* _Assignment_
Every record here needs to be duplicated exactly.

Phrase grounding data
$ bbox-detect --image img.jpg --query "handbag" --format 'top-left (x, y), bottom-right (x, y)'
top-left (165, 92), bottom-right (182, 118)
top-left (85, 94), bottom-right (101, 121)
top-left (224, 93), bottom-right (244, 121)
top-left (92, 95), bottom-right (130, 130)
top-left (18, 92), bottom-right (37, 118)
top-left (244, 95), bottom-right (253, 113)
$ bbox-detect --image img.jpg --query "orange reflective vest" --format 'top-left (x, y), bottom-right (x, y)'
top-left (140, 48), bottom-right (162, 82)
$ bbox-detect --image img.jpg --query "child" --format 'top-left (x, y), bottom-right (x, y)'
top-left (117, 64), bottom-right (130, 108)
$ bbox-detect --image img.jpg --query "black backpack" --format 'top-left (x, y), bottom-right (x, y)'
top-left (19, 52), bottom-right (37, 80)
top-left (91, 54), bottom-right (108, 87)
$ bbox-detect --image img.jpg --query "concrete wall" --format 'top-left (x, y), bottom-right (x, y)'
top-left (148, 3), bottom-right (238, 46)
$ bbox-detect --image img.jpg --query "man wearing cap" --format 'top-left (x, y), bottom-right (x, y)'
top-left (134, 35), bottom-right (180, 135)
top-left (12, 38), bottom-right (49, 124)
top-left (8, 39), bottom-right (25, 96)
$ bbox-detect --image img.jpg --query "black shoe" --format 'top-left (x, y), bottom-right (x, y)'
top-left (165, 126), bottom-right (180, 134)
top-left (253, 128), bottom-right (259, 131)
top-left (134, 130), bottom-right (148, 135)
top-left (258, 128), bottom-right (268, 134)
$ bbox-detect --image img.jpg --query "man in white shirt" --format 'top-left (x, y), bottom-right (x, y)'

* _Completed exercise_
$ bbox-detect --image img.jpg --query "handbag" --format 'top-left (x, y), bottom-right (x, y)'
top-left (165, 92), bottom-right (182, 118)
top-left (85, 94), bottom-right (101, 121)
top-left (224, 93), bottom-right (244, 121)
top-left (92, 95), bottom-right (130, 130)
top-left (18, 92), bottom-right (37, 118)
top-left (244, 95), bottom-right (253, 113)
$ bbox-detect --image img.jpg --query "orange reflective vest" --format 'top-left (x, y), bottom-right (x, y)'
top-left (140, 48), bottom-right (162, 82)
$ bbox-detect --image img.jpg --query "child" --format 'top-left (x, y), bottom-right (x, y)'
top-left (117, 64), bottom-right (130, 108)
$ bbox-detect --image img.jpg --query "black backpack" --format 'top-left (x, y), bottom-right (x, y)'
top-left (19, 52), bottom-right (37, 80)
top-left (91, 54), bottom-right (108, 87)
$ bbox-detect --image img.jpg --query "concrete wall" --format 'top-left (x, y), bottom-right (x, y)'
top-left (148, 3), bottom-right (238, 46)
$ bbox-detect --image img.jpg --query "man wearing cap" --format 'top-left (x, y), bottom-right (x, y)'
top-left (134, 35), bottom-right (180, 135)
top-left (12, 38), bottom-right (49, 124)
top-left (8, 39), bottom-right (25, 96)
$ bbox-detect --image img.jpg --query "black shoe" --format 'top-left (x, y), bottom-right (x, y)'
top-left (165, 126), bottom-right (180, 134)
top-left (253, 128), bottom-right (259, 131)
top-left (134, 130), bottom-right (148, 135)
top-left (258, 128), bottom-right (268, 134)
$ bbox-detect --image img.jpg --query "man in white shirt" --format 'top-left (x, y), bottom-right (x, y)'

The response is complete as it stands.